[Raw items]
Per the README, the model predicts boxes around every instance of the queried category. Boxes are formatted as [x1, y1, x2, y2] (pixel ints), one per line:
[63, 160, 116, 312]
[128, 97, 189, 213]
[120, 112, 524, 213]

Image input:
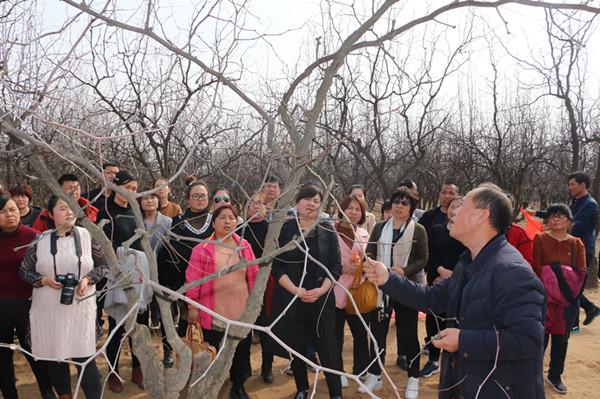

Exercise instructions: Retype all of the items above character for character, leaving out the picture.

Complete response:
Per the README, the model predicts boxes around every instance of the queried category. Boxes are formatted as [x1, y1, x2, y2] (pixel ints), one per line:
[63, 160, 116, 312]
[128, 97, 189, 213]
[120, 112, 524, 213]

Image input:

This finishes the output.